Count the lines in the listing below that contain the word "shoreline" and reply with that number only.
** Begin Record set **
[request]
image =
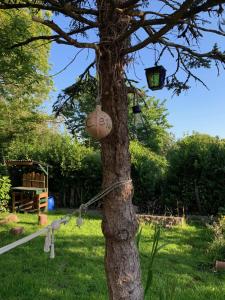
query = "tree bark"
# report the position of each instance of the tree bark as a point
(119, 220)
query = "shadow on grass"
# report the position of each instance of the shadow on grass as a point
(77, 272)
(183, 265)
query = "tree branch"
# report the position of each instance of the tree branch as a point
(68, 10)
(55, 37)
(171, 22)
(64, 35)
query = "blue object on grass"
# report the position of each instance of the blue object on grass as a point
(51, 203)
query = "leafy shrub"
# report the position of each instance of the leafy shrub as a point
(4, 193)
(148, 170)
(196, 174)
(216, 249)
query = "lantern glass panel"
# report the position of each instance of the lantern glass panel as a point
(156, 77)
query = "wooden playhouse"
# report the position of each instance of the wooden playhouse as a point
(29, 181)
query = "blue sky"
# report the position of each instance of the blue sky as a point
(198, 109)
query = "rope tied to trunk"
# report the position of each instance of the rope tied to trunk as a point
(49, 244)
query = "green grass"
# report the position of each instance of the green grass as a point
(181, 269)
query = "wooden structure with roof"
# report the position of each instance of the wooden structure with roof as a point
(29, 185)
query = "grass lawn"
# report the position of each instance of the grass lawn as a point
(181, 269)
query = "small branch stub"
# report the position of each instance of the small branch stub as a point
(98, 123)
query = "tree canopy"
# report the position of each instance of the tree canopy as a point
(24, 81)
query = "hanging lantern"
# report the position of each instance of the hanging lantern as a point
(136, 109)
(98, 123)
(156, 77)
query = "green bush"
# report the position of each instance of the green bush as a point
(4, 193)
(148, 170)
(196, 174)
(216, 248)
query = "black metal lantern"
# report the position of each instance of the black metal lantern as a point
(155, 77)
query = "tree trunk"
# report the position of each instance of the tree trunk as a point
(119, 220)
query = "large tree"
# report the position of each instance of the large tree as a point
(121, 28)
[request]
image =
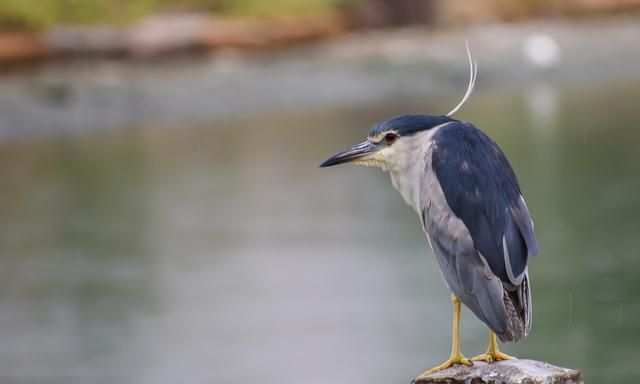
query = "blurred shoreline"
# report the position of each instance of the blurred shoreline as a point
** End Record set **
** Begin Record set **
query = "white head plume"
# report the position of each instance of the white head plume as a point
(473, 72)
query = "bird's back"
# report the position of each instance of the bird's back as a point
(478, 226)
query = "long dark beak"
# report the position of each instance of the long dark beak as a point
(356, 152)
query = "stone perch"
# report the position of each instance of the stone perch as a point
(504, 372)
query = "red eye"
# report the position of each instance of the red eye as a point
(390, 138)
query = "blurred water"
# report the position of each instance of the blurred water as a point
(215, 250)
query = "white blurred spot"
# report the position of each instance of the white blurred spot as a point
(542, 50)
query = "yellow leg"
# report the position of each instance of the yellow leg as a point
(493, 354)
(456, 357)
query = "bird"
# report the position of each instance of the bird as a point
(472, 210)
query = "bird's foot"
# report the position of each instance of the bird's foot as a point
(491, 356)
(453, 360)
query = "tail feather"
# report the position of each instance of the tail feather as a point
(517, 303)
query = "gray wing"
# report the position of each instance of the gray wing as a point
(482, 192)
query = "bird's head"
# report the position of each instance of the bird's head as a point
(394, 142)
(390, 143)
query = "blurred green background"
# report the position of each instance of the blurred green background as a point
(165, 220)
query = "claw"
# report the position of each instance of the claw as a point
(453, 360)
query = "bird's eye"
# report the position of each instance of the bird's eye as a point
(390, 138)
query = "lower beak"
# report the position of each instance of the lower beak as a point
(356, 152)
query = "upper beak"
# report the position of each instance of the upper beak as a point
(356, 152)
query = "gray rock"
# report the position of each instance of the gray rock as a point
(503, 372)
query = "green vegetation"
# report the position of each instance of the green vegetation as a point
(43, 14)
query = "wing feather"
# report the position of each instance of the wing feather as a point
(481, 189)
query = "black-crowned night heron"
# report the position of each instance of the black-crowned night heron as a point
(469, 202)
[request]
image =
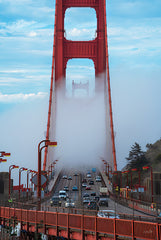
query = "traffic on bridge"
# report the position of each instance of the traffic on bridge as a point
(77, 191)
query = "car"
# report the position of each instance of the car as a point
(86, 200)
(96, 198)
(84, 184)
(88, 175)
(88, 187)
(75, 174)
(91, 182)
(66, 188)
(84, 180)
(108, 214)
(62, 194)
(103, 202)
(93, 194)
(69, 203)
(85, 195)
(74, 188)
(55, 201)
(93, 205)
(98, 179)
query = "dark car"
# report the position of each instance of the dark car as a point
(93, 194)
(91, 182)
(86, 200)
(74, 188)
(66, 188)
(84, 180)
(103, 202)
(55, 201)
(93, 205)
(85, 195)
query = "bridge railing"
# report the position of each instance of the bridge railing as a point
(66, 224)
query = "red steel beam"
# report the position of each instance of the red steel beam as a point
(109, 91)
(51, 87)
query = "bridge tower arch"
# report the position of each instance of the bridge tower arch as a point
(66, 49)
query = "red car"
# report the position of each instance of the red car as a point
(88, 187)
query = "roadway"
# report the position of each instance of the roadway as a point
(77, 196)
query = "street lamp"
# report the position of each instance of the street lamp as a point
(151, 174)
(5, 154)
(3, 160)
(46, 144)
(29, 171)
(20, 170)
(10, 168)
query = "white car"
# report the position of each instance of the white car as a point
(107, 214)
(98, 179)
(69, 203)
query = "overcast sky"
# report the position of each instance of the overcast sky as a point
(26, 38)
** End Record set **
**Problem solution**:
2